TAREAS PENDIENTES:
a. Enumera todos los nombres de lugares que aparecen en el texto seleccionado.
b. Transcribe del texto seleccionado el fragmento que empieza en "[Son las nueve" y termina en "siguiente: AÑO 1858.".

TEXTO SELECCIONADO:
****
1858

Por José Manuel Jiménez Jiménez

[Son las nueve y media del sábado diecinueve de noviembre de dos mil veintidós: estando en la esquina de La Tajea, descendemos a través de la calle Estanquillo hasta las aguas de la Fuente Gorda para iniciar la subida del primer tramo de la calle Gandul. En el antiguo Callejón de las cabras nos detenemos]

II

El enigma en torno a una fecha está lejos de resolverse. Es más, no representa la causa de nuestras tribulaciones ni tampoco el objetivo de la visita. Pero mientras observamos con curiosidad el entrevigado del zaguán de la casa de esquina, nos dejamos atrapar por el juego consistente en adivinar qué hay detrás de ese simple gesto. Es un signo o más bien una señal de otro tiempo, como si de la notación de una lengua muerta se tratase. La transmisión oral lleva años intentando decodificar el aparentemente inteligible mensaje donde se puede leer lo siguiente: AÑO 1858.
****
BLOQUE DE DATOS:
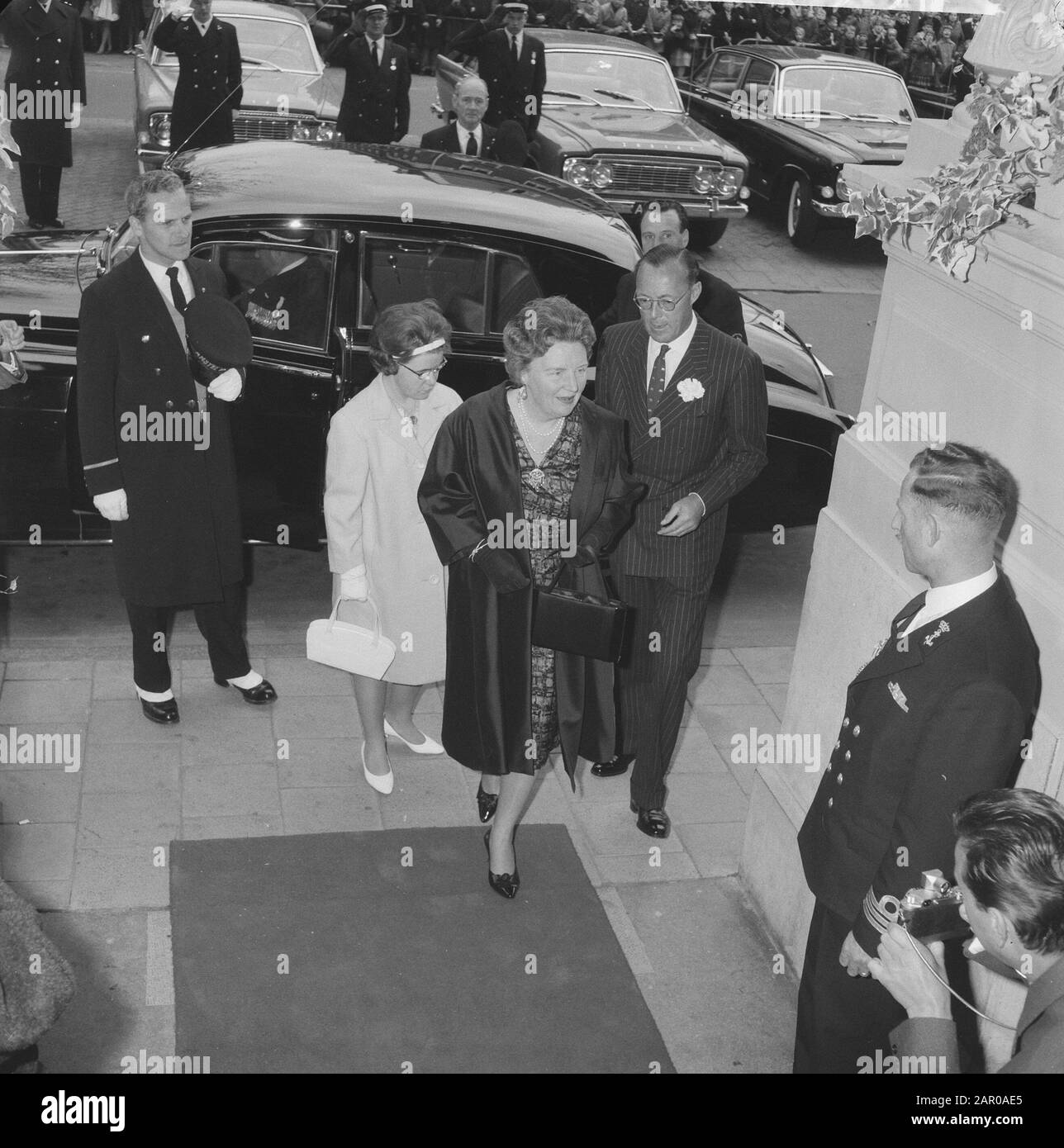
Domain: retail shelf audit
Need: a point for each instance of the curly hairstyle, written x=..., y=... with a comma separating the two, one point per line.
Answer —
****
TAREAS RESUELTAS:
a.
- La Tajea
- calle Estanquillo
- Fuente Gorda
- calle Gandul
- Callejón de las cabras

b.
[Son las nueve y media del sábado diecinueve de noviembre de dos mil veintidós: estando en la esquina de La Tajea, descendemos a través de la calle Estanquillo hasta las aguas de la Fuente Gorda para iniciar la subida del primer tramo de la calle Gandul. En el antiguo Callejón de las cabras nos detenemos]

II

El enigma en torno a una fecha está lejos de resolverse. Es más, no representa la causa de nuestras tribulaciones ni tampoco el objetivo de la visita. Pero mientras observamos con curiosidad el entrevigado del zaguán de la casa de esquina, nos dejamos atrapar por el juego consistente en adivinar qué hay detrás de ese simple gesto. Es un signo o más bien una señal de otro tiempo, como si de la notación de una lengua muerta se tratase. La transmisión oral lleva años intentando decodificar el aparentemente inteligible mensaje donde se puede leer lo siguiente: AÑO 1858.